▶ [Page extract]:
Share This!

The average American youth who graduates from high school in 2024, may well have never read a complete text. That’s a fact. Think about that for a moment. They may have read a chapter, or perused an article or two, maybe a synopsis, or simply skimmed the text. Some will even have the temerity to simply ‘wing it’, stating and justifying their opinion, with belief, and nothing more. This isn’t just a passing observation, it’s based on statements by thousands of professors at universities all across America.

The Atlantic, November Issue by Rose Horowitch, “The Elite College Students Who Can’t Read Books” speaks specifically to the problem, and yes, it is a huge problem. I first noticed it when teaching college just over ten years ago in Canada. In the first week of the semester of an ethics course, a student stated that “you can’t expect us to read 3-4 entire texts in a semester?” I was a bit stunned by that suggestion and question. That’s four texts in 16 weeks. My response was just as unequivocal, “Of course I can, assuming you wish to pass.” The facial expressions from these 19 and 20 year old students was one of horror. To me, it was, and remains incomprehensible that those who seek to aspire to and acquire an education be unwilling to do the necessary work in order to possess the knowledge that will provide them with an informed opinion.

The second problem was equally as much a shock. Some of these would be teachers, lawyers, engineers, and civil servant’s literary skills, were miserably poor. I awaited the submission of their first essay in order to be certain that what I was assuming to be a problem, was indeed true. There were a few individuals whose language skills were so poor as to be unworthy of any post-secondary educational institution. What I had no idea of, was that for many, college and its expectations was a shock. They seemed to believe that attendance granted one a passing grade, and they assumed leniency in the grading system would allow for their lack of effort. Unfortunately a couple of these students were wrong on both counts.

After the first semester, I subsequently spoke to the Dean and requested for the curriculum committee to consider having all future students entering into first year be required to take a literacy test, which if they failed would require a remedial English course be added to their first year requirement in order to ensure that they had at least the rudimentary knowledge to succeed. It was instituted the following year.

Another major factor was the student’s inability to focus. It looked like attention deficit hyperactivity disorder to me. Students would spend an inordinate amount of time looking at their phones, doodling or talking, rather than taking notes about critical areas of the information that I spent time emphasizing. It appeared to me that for many in first year, the failure to launch so-to-speak, led those in second year to buckle down and apply themselves.

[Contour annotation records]
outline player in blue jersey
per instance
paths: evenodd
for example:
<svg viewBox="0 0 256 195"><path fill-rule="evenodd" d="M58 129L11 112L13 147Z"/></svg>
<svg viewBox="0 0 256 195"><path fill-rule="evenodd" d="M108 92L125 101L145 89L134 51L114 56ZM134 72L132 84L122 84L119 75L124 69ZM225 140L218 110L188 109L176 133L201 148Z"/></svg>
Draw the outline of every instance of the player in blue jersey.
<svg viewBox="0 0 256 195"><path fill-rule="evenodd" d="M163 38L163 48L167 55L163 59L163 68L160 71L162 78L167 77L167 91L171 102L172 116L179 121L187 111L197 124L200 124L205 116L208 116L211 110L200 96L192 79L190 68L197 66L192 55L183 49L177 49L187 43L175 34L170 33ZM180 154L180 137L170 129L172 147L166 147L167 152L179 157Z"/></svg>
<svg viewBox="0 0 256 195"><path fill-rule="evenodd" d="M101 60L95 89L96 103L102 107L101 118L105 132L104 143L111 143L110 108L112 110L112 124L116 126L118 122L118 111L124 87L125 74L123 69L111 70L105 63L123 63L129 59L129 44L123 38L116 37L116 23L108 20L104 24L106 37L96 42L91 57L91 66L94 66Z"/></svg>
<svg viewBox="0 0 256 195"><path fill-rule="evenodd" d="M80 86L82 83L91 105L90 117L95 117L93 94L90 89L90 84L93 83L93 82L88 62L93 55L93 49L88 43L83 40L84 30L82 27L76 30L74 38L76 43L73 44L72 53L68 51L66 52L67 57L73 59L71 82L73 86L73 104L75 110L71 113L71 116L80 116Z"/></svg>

▶ [What is required]: Transcribe the portion of the essay on college students' reading that opens with the words "The second problem" and closes with "on both counts.".

▶ [Exercise response]:
The second problem was equally as much a shock. Some of these would be teachers, lawyers, engineers, and civil servant’s literary skills, were miserably poor. I awaited the submission of their first essay in order to be certain that what I was assuming to be a problem, was indeed true. There were a few individuals whose language skills were so poor as to be unworthy of any post-secondary educational institution. What I had no idea of, was that for many, college and its expectations was a shock. They seemed to believe that attendance granted one a passing grade, and they assumed leniency in the grading system would allow for their lack of effort. Unfortunately a couple of these students were wrong on both counts.